#### Written tasks
• 1. In the passage on Santiago and living one's Dharma, where did Santiago eventually find the treasure he sought?
• 2. Decide whether each statement agrees with the passage on Santiago and living one's Dharma. (a) Santiago worked for a year at a place he had never dreamed of working. (b) Following your dreams requires crossing the whole world. (c) The writer believes Santiago was always happy in the process.

Remember a Shepherd Santiago from “The Alchemist” by Paulo Coelho? He is a perfect example of a person who lived his Dharma. But was he always happy? This book is a story about how one man followed his dream and eventually found what he was looking for in his own garden. To obtain that knowledge though, he grazed sheep, crossed a desert, went to another country, learned a new language, worked for one year at the place where he had never dreamed of working, met interesting people, found love, then needed to leave her for some time. He was robbed and beaten several times. Santiago learned a lot in the process, developed intuition and, eventually, found out that the treasure he sought was in his own garden. However, if he had suppressed his calling to move forward from the beginning, he would have never figured that out. I don’t think he was always happy in the process, but the fact that he did something to achieve his dreams every day is the most important lesson. And it’s not necessary to cross the whole world, you can stay at the same village where you were born and follow your dreams every day. Living your Dharma or following a dream is when you feel you’re doing exactly what you’re supposed to do here and now. If that feeling goes away, that’s where we need to step away from the normal routine, take a risk and change something.

 

By now, I bet, you’re wondering: “Who are you? Did you happen to figure out what your own Dharma is or you’re just writing aimlessly here?”

#### Excerpted records
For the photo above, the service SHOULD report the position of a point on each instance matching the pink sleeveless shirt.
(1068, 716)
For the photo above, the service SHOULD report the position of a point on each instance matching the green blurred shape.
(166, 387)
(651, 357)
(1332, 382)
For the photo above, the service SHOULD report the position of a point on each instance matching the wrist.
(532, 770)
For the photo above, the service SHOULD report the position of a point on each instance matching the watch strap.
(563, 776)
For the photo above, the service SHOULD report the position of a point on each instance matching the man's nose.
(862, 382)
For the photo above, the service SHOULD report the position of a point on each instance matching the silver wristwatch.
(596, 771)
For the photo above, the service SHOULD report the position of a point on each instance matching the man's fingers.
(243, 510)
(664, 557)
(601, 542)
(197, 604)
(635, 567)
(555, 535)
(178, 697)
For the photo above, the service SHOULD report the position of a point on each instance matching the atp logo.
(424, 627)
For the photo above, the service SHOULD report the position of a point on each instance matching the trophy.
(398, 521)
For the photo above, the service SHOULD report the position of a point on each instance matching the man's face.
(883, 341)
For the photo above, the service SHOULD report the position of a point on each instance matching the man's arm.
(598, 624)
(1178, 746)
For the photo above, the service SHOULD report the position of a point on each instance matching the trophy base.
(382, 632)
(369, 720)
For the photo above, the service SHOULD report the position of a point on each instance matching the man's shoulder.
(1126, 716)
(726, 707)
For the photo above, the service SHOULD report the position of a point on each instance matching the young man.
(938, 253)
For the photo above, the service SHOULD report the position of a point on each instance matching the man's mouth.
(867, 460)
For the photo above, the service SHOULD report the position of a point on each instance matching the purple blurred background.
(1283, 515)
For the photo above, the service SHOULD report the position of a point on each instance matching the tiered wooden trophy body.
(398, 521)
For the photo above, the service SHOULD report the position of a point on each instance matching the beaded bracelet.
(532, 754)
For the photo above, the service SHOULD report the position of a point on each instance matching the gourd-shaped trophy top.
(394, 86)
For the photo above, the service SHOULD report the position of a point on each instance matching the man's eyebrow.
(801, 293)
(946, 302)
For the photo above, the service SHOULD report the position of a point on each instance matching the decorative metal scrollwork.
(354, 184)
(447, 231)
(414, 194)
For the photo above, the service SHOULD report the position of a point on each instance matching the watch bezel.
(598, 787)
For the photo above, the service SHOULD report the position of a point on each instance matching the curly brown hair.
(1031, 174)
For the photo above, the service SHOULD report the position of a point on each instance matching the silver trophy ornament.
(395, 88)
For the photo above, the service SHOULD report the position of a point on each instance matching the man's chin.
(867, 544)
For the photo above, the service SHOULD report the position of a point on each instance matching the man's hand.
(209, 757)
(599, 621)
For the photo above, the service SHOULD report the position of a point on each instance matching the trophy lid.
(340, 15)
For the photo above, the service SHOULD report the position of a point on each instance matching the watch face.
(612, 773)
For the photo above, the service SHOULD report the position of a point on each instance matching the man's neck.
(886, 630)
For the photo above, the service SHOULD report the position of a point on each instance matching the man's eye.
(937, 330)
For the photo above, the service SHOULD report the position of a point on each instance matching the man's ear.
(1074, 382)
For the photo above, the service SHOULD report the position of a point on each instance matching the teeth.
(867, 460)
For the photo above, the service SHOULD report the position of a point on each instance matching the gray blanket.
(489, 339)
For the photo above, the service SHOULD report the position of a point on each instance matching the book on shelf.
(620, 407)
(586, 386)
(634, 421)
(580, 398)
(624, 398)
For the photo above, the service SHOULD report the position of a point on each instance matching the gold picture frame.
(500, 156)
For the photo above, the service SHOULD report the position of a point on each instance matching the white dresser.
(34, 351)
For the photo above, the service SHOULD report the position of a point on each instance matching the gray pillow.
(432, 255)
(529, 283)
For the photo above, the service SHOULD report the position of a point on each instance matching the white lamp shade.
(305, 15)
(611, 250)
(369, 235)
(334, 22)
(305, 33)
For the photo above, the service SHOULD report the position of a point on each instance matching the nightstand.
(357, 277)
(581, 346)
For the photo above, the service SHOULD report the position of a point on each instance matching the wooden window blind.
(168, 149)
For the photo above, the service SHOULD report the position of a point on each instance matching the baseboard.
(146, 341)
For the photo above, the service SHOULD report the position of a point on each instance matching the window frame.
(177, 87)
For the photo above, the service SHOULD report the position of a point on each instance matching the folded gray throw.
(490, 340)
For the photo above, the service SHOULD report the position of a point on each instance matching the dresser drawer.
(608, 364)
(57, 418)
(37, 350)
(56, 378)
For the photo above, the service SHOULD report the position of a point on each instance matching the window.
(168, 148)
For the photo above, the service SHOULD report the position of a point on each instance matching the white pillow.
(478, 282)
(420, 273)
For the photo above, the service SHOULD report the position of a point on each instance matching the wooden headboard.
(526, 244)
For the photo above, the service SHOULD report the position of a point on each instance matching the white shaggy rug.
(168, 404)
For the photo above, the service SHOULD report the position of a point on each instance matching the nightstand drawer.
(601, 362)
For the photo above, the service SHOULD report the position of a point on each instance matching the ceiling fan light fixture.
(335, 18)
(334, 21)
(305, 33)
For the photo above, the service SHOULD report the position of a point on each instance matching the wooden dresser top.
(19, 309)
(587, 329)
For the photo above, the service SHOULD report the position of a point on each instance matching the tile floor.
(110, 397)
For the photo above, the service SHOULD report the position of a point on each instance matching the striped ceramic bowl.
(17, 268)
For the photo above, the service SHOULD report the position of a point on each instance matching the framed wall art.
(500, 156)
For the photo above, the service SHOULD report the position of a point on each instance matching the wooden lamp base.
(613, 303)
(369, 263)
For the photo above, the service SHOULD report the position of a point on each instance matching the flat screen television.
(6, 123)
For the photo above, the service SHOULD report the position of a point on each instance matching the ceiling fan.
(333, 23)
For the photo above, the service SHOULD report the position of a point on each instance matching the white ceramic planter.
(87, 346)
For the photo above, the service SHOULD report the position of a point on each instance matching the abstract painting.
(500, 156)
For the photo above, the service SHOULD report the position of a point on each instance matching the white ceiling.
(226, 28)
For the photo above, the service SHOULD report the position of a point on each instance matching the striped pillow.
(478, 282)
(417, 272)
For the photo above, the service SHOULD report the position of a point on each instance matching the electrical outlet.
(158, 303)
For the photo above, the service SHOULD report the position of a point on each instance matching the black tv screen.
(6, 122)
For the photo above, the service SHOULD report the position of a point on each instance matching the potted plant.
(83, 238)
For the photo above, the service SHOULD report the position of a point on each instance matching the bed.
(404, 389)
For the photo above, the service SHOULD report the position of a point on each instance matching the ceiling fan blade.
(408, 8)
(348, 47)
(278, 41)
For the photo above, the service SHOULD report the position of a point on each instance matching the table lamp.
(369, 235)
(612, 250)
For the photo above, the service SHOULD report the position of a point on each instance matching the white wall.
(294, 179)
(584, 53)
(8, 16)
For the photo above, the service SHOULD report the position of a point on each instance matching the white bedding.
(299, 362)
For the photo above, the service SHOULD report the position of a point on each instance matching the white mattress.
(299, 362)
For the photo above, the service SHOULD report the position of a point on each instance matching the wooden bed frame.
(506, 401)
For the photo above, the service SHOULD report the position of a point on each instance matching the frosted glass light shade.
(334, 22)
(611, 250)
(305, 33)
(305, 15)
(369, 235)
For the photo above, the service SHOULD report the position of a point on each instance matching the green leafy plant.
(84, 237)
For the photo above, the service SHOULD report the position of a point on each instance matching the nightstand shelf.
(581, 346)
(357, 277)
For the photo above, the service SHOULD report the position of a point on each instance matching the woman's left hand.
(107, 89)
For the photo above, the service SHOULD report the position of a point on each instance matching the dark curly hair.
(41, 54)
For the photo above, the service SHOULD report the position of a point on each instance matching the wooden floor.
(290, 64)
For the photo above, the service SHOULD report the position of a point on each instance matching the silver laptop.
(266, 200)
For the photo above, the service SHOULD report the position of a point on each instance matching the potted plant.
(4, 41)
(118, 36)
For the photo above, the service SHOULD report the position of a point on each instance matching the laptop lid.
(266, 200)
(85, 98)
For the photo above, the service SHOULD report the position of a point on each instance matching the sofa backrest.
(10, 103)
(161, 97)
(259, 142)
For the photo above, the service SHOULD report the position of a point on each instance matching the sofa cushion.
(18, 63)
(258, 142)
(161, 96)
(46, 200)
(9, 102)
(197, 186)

#### Solved problems
• 1. In his own garden.

• 2.
(a) Yes: "worked for one year at the place where he had never dreamed of working"
(b) No: "it’s not necessary to cross the whole world"
(c) No: "I don’t think he was always happy in the process"